*** Task material Section Begins ***

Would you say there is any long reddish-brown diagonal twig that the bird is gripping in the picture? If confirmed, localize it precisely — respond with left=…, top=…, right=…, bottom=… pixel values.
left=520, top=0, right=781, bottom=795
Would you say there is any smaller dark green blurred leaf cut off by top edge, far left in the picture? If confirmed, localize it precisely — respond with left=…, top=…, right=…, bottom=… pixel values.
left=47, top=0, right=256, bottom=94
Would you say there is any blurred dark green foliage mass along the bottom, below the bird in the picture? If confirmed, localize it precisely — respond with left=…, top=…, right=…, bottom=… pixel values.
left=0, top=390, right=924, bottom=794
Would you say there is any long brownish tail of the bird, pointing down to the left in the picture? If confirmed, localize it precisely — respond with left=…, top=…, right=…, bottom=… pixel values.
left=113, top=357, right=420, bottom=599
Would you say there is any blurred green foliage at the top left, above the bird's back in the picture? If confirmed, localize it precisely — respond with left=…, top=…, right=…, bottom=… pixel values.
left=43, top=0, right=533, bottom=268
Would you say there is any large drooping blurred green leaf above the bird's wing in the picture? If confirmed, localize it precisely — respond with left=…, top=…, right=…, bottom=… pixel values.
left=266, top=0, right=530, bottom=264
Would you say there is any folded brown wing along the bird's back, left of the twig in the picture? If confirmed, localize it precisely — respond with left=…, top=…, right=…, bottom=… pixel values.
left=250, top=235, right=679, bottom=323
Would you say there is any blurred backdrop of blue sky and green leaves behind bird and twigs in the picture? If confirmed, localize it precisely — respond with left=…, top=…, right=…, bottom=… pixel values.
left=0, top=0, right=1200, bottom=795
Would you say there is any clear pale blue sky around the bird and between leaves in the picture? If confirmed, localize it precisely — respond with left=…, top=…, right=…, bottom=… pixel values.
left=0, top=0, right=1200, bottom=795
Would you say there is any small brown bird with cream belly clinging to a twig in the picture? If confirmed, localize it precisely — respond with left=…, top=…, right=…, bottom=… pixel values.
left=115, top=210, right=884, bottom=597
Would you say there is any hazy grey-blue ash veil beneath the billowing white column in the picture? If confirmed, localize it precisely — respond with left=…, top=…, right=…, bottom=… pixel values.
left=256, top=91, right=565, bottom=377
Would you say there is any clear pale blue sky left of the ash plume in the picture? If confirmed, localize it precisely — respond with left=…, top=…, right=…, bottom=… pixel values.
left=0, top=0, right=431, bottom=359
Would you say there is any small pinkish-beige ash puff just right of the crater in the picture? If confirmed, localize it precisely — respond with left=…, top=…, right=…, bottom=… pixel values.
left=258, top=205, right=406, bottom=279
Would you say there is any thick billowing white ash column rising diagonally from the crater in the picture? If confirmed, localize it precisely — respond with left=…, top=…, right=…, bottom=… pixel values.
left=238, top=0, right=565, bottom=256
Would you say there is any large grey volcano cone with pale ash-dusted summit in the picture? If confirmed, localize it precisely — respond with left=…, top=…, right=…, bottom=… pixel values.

*** Task material Section Ends ***

Whatever appears in the data above should be set down again exactly.

Would you say there is any long reddish-brown diagonal twig that the bird is gripping in the picture? If confirmed, localize it precisely — respond with left=…, top=…, right=…, bottom=… pixel values.
left=520, top=0, right=781, bottom=795
Would you say there is any smaller dark green blurred leaf cut off by top edge, far left in the picture? If confirmed, localize it precisely — respond with left=…, top=…, right=…, bottom=… pixel values.
left=47, top=0, right=256, bottom=94
Would you say there is any blurred dark green foliage mass along the bottom, below the bird in the picture? If confirmed, localize it precisely — respond with left=…, top=…, right=…, bottom=… pixel values.
left=0, top=390, right=924, bottom=794
Would you say there is any long brownish tail of the bird, pointing down to the left in the picture? If confirmed, localize it precisely — respond with left=…, top=…, right=…, bottom=… pixel values.
left=113, top=357, right=420, bottom=599
Would you say there is any blurred green foliage at the top left, above the bird's back in the picture? If confirmed, localize it precisely — respond with left=…, top=…, right=…, bottom=… pixel values.
left=43, top=0, right=533, bottom=268
Would you say there is any large drooping blurred green leaf above the bird's wing in the picture? If confirmed, localize it precisely — respond with left=…, top=…, right=…, bottom=… pixel values.
left=266, top=0, right=530, bottom=264
Would you say there is any folded brown wing along the bird's back, left of the twig in the picture? If confirmed, localize it precisely — respond with left=…, top=…, right=…, bottom=… pixel values.
left=250, top=235, right=679, bottom=323
Would you say there is any blurred backdrop of blue sky and green leaves behind bird and twigs in the picture? If confirmed, localize it precisely — respond with left=…, top=…, right=…, bottom=… pixel values.
left=0, top=0, right=1200, bottom=795
Would you say there is any clear pale blue sky around the bird and between leaves in the picture? If confirmed, localize it precisely — respond with left=…, top=…, right=…, bottom=… pixel values.
left=0, top=0, right=1200, bottom=795
Would you say there is any small brown bird with cream belly clinging to a twig in the picture? If confirmed, localize it precisely — respond with left=…, top=…, right=…, bottom=… pixel values.
left=115, top=210, right=884, bottom=597
Would you say there is any hazy grey-blue ash veil beneath the billowing white column in the picture? If confirmed, localize it precisely — respond with left=…, top=…, right=…, bottom=… pixel values.
left=256, top=91, right=565, bottom=377
Would you say there is any clear pale blue sky left of the ash plume in the picture? If confirmed, localize it precisely — respond with left=…, top=…, right=…, bottom=… pixel values.
left=0, top=0, right=431, bottom=359
Would you say there is any small pinkish-beige ash puff just right of the crater in the picture? If confirmed, localize it precisely — respond with left=…, top=…, right=…, bottom=… pixel values.
left=258, top=205, right=406, bottom=279
Would you say there is any thick billowing white ash column rising diagonally from the crater in the picture? If confirmed, localize it precisely — respond with left=…, top=…, right=…, bottom=… pixel values.
left=238, top=0, right=565, bottom=256
Would you say there is any large grey volcano cone with pale ash-dusted summit in the picture? If confirmed, localize it precisely — respond with left=…, top=…, right=…, bottom=… pixel values.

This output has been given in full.